[Input records]:
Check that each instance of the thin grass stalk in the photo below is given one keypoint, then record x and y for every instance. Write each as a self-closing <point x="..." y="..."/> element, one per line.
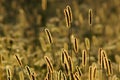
<point x="90" y="20"/>
<point x="49" y="64"/>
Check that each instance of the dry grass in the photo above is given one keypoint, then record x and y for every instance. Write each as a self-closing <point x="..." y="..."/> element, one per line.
<point x="80" y="42"/>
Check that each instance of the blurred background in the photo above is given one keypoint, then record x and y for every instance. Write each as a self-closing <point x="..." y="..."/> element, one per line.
<point x="22" y="24"/>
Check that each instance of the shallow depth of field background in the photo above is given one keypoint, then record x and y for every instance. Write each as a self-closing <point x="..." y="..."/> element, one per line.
<point x="22" y="24"/>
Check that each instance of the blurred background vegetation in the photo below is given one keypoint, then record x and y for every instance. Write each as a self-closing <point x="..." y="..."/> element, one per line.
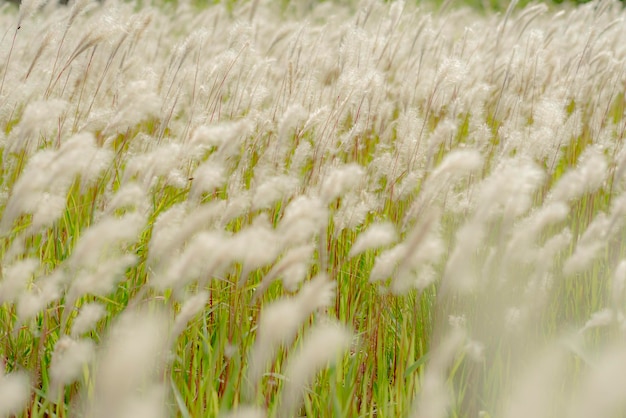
<point x="492" y="5"/>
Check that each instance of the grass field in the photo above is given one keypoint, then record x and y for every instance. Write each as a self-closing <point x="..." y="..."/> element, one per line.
<point x="316" y="209"/>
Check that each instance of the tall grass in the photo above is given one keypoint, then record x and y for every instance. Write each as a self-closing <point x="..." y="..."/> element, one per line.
<point x="288" y="209"/>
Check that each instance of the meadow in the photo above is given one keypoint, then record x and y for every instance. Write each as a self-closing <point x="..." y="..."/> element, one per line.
<point x="323" y="209"/>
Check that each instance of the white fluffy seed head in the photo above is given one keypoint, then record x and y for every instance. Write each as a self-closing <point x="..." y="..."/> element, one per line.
<point x="14" y="393"/>
<point x="322" y="346"/>
<point x="68" y="360"/>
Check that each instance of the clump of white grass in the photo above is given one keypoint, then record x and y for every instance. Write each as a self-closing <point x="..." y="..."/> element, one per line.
<point x="170" y="155"/>
<point x="322" y="345"/>
<point x="14" y="393"/>
<point x="281" y="320"/>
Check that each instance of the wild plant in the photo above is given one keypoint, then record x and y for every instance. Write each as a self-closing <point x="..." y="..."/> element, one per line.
<point x="272" y="209"/>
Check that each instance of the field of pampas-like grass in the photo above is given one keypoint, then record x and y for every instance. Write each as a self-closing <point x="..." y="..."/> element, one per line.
<point x="323" y="209"/>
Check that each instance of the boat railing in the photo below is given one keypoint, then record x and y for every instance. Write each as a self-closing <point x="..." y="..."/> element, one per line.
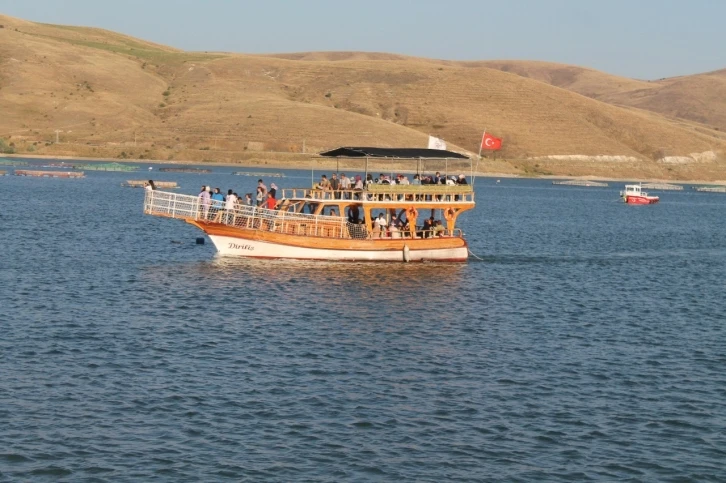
<point x="382" y="192"/>
<point x="188" y="207"/>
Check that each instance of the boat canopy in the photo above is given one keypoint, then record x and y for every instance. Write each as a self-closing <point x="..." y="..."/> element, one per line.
<point x="395" y="153"/>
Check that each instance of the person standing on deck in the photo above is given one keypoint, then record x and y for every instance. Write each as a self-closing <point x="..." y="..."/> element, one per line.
<point x="230" y="204"/>
<point x="271" y="202"/>
<point x="380" y="226"/>
<point x="206" y="200"/>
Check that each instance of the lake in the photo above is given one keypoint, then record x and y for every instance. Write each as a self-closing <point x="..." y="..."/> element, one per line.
<point x="586" y="342"/>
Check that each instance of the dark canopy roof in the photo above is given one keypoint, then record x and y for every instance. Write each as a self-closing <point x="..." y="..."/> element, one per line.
<point x="406" y="153"/>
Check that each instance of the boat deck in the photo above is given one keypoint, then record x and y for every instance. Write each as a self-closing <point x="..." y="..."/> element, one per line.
<point x="284" y="221"/>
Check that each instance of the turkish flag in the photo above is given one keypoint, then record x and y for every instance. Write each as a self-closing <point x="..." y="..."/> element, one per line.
<point x="490" y="142"/>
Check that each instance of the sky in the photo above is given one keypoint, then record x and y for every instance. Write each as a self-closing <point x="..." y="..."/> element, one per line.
<point x="643" y="39"/>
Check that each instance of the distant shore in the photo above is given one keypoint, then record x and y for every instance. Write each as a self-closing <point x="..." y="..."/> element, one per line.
<point x="323" y="164"/>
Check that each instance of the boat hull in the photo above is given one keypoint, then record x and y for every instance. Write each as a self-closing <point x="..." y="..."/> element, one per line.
<point x="235" y="242"/>
<point x="641" y="200"/>
<point x="240" y="247"/>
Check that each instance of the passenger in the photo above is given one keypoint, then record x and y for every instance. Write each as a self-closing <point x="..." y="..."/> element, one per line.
<point x="230" y="204"/>
<point x="427" y="228"/>
<point x="380" y="226"/>
<point x="345" y="185"/>
<point x="335" y="186"/>
<point x="324" y="185"/>
<point x="261" y="184"/>
<point x="205" y="199"/>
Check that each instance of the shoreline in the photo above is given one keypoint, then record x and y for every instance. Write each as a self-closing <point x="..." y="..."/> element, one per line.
<point x="283" y="165"/>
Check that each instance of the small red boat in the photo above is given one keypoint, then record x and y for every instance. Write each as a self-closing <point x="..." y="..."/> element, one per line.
<point x="634" y="195"/>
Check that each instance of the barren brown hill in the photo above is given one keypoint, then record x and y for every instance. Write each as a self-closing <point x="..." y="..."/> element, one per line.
<point x="700" y="97"/>
<point x="111" y="95"/>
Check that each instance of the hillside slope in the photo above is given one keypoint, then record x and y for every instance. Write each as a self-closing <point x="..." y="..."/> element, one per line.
<point x="109" y="91"/>
<point x="700" y="97"/>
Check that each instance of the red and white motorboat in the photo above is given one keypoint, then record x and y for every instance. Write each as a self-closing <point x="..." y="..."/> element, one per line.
<point x="634" y="195"/>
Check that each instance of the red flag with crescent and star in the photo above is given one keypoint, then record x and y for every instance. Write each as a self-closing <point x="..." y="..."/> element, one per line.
<point x="491" y="142"/>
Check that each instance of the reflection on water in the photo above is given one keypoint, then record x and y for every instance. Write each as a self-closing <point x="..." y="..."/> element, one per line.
<point x="591" y="333"/>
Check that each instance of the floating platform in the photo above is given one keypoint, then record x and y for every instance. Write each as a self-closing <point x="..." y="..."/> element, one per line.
<point x="710" y="189"/>
<point x="662" y="186"/>
<point x="186" y="170"/>
<point x="139" y="183"/>
<point x="581" y="182"/>
<point x="49" y="174"/>
<point x="259" y="175"/>
<point x="106" y="167"/>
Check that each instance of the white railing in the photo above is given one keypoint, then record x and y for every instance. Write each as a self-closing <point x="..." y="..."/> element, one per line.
<point x="174" y="205"/>
<point x="404" y="193"/>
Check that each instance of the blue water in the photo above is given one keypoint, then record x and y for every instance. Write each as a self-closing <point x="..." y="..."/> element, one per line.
<point x="588" y="344"/>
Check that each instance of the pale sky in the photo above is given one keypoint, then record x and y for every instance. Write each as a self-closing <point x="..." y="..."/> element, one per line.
<point x="646" y="39"/>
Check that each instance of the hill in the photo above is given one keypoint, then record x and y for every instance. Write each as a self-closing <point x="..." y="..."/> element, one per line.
<point x="700" y="98"/>
<point x="115" y="96"/>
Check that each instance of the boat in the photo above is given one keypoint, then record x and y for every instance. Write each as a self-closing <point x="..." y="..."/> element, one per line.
<point x="141" y="183"/>
<point x="314" y="223"/>
<point x="259" y="174"/>
<point x="49" y="174"/>
<point x="634" y="195"/>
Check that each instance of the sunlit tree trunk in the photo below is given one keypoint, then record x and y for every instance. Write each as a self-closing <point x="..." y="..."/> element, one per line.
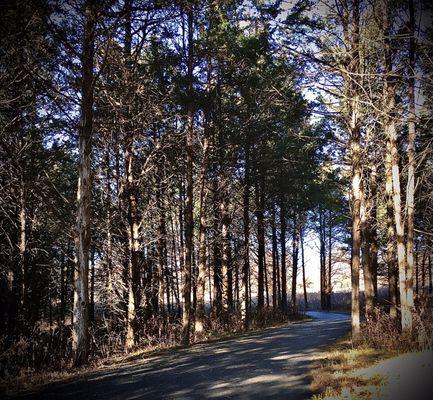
<point x="80" y="333"/>
<point x="283" y="227"/>
<point x="295" y="259"/>
<point x="189" y="222"/>
<point x="245" y="307"/>
<point x="202" y="256"/>
<point x="410" y="191"/>
<point x="351" y="34"/>
<point x="391" y="134"/>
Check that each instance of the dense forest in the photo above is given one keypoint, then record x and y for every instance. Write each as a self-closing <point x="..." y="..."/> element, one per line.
<point x="162" y="164"/>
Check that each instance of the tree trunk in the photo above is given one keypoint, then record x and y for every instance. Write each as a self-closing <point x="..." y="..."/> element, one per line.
<point x="202" y="256"/>
<point x="283" y="226"/>
<point x="245" y="310"/>
<point x="133" y="272"/>
<point x="352" y="40"/>
<point x="391" y="134"/>
<point x="410" y="191"/>
<point x="304" y="281"/>
<point x="390" y="237"/>
<point x="261" y="248"/>
<point x="189" y="222"/>
<point x="80" y="334"/>
<point x="295" y="260"/>
<point x="367" y="257"/>
<point x="274" y="261"/>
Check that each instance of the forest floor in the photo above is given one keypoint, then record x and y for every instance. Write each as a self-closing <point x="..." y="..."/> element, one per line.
<point x="270" y="364"/>
<point x="345" y="372"/>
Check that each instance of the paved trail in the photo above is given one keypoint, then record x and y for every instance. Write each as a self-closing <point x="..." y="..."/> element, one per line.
<point x="272" y="364"/>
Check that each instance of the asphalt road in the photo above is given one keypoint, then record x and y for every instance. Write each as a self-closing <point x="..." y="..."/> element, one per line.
<point x="271" y="364"/>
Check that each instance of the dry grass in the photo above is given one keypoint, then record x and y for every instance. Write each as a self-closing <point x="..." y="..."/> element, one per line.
<point x="332" y="373"/>
<point x="31" y="381"/>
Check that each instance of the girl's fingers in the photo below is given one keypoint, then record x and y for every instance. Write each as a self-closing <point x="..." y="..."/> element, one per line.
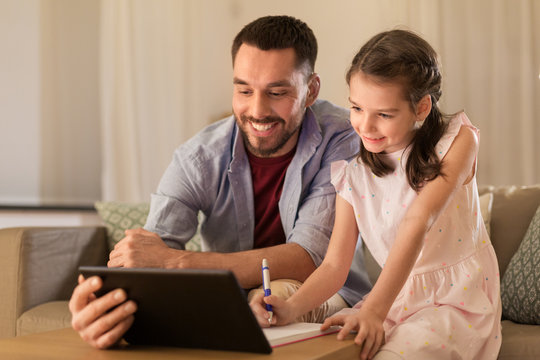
<point x="379" y="339"/>
<point x="348" y="326"/>
<point x="367" y="347"/>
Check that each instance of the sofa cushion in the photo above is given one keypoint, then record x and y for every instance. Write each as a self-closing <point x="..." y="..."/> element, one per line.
<point x="520" y="287"/>
<point x="120" y="216"/>
<point x="520" y="342"/>
<point x="512" y="211"/>
<point x="49" y="316"/>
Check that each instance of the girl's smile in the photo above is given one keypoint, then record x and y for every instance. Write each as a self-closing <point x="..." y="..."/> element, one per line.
<point x="380" y="115"/>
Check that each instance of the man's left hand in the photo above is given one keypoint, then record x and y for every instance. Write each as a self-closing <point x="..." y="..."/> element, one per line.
<point x="141" y="248"/>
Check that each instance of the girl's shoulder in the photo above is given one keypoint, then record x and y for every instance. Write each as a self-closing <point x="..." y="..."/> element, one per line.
<point x="452" y="130"/>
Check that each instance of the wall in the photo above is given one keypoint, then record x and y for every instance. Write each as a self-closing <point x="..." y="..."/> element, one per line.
<point x="50" y="148"/>
<point x="49" y="123"/>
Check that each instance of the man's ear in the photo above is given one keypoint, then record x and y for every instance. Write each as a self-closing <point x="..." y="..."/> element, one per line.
<point x="423" y="108"/>
<point x="314" y="85"/>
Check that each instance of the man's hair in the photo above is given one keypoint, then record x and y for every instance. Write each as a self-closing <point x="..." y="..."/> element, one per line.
<point x="279" y="32"/>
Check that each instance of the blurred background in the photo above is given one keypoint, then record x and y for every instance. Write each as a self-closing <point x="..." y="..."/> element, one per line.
<point x="96" y="95"/>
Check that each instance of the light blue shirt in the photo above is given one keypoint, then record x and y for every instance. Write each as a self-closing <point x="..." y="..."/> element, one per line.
<point x="210" y="173"/>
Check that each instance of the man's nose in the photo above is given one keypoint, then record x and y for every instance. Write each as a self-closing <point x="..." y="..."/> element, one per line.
<point x="260" y="106"/>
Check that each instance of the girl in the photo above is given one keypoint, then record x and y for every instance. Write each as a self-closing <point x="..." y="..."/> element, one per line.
<point x="412" y="196"/>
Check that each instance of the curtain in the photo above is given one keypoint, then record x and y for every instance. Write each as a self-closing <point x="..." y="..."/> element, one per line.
<point x="142" y="66"/>
<point x="166" y="73"/>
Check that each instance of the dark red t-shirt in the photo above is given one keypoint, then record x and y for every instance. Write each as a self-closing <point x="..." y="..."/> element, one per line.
<point x="268" y="175"/>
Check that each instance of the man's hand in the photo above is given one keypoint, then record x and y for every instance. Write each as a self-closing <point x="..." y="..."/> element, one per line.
<point x="141" y="248"/>
<point x="101" y="322"/>
<point x="283" y="313"/>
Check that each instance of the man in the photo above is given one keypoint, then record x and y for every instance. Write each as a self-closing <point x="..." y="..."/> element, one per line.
<point x="261" y="179"/>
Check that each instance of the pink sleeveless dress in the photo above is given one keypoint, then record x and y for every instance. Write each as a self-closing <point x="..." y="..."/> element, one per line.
<point x="449" y="307"/>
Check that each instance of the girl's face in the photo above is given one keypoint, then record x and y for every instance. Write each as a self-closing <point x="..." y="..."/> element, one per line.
<point x="380" y="114"/>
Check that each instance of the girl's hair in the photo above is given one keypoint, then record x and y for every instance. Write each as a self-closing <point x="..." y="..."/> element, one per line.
<point x="404" y="57"/>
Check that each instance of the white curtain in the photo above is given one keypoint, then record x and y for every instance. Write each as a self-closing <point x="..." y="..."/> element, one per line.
<point x="165" y="73"/>
<point x="142" y="96"/>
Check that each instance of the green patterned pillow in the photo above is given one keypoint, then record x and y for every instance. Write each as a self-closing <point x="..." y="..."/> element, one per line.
<point x="119" y="216"/>
<point x="520" y="287"/>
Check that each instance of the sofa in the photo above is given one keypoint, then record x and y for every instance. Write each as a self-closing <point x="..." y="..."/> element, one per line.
<point x="38" y="267"/>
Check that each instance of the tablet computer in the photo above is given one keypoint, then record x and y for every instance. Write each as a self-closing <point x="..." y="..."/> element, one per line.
<point x="195" y="308"/>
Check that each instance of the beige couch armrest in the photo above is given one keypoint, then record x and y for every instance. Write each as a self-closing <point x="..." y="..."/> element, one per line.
<point x="39" y="265"/>
<point x="511" y="213"/>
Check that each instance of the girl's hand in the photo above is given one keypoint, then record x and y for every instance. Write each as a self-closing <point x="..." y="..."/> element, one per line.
<point x="282" y="312"/>
<point x="368" y="326"/>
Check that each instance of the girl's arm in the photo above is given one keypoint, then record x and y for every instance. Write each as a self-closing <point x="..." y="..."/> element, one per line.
<point x="458" y="168"/>
<point x="330" y="276"/>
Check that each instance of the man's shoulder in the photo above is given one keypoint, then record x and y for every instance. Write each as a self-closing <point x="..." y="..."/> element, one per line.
<point x="328" y="113"/>
<point x="332" y="120"/>
<point x="214" y="140"/>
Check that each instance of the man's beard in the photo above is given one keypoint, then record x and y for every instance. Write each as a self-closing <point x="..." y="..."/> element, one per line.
<point x="261" y="151"/>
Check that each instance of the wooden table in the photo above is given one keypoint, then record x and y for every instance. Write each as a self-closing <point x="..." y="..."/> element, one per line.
<point x="66" y="344"/>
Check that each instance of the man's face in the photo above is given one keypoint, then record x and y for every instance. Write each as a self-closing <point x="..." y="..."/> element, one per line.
<point x="269" y="100"/>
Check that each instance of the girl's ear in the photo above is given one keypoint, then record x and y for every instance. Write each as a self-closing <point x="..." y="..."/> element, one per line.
<point x="314" y="85"/>
<point x="423" y="108"/>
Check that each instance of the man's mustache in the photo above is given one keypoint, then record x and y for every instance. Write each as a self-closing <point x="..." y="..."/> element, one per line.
<point x="266" y="120"/>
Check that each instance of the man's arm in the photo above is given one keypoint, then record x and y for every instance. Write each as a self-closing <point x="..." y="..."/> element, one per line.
<point x="141" y="248"/>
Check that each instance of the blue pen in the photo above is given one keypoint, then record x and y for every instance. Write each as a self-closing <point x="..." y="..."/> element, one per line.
<point x="266" y="287"/>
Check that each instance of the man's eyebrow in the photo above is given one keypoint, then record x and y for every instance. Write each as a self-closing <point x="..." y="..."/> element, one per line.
<point x="279" y="83"/>
<point x="239" y="81"/>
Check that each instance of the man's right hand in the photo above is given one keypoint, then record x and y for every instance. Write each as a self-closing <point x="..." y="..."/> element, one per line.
<point x="93" y="318"/>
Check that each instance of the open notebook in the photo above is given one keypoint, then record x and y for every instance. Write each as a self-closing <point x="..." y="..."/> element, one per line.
<point x="295" y="332"/>
<point x="195" y="308"/>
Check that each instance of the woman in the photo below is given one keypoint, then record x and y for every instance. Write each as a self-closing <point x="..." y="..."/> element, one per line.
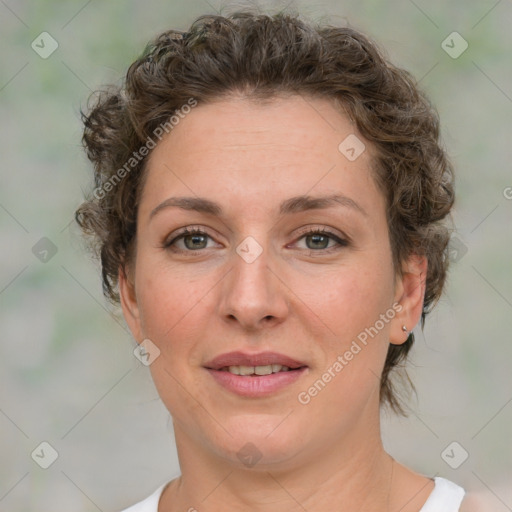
<point x="269" y="210"/>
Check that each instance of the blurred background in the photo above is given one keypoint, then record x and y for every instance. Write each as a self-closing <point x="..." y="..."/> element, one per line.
<point x="68" y="376"/>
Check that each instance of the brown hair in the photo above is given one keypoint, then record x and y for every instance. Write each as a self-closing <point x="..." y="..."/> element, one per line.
<point x="265" y="55"/>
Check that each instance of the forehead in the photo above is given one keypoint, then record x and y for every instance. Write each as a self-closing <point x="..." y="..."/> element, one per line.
<point x="235" y="148"/>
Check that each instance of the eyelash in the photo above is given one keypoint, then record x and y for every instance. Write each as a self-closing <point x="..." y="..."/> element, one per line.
<point x="197" y="231"/>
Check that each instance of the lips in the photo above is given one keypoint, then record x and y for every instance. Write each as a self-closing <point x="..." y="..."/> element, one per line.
<point x="260" y="359"/>
<point x="255" y="375"/>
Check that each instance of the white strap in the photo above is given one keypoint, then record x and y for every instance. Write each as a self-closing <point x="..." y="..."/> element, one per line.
<point x="446" y="497"/>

[Aim of the task]:
Reproduce the material word for word, starting at the line that contains "Check that each instance of the brown" and ending at the final line of the material, with both of those lines included.

[Worked solution]:
Check that each instance of the brown hair in the photo above is given one keypoint, then record x and y for every instance. Write each as a self-closing <point x="..." y="..."/> element, one per line.
<point x="265" y="55"/>
Check that each instance of the forehead in the photo above is given one keypoint, then record x and y for every instance. Write each as a self-closing <point x="..." y="..."/> element, one per line.
<point x="235" y="148"/>
Check that each instance of the eyelash in the photo above is given one keypoint, then record x and y for every instance. Write each as a self-closing <point x="..." y="..."/> element, one per line.
<point x="197" y="231"/>
Check that each instance of the lips in the photo above is given one keypoint, then record x and y for every instance. Write each as a self-closing <point x="..." y="..."/> element, one per line.
<point x="260" y="359"/>
<point x="255" y="375"/>
Check that each instance of the white strap in the photo above is given one keypoint, then record x and y for every instance. Write each as a self-closing <point x="..." y="..."/> element, one per line.
<point x="446" y="497"/>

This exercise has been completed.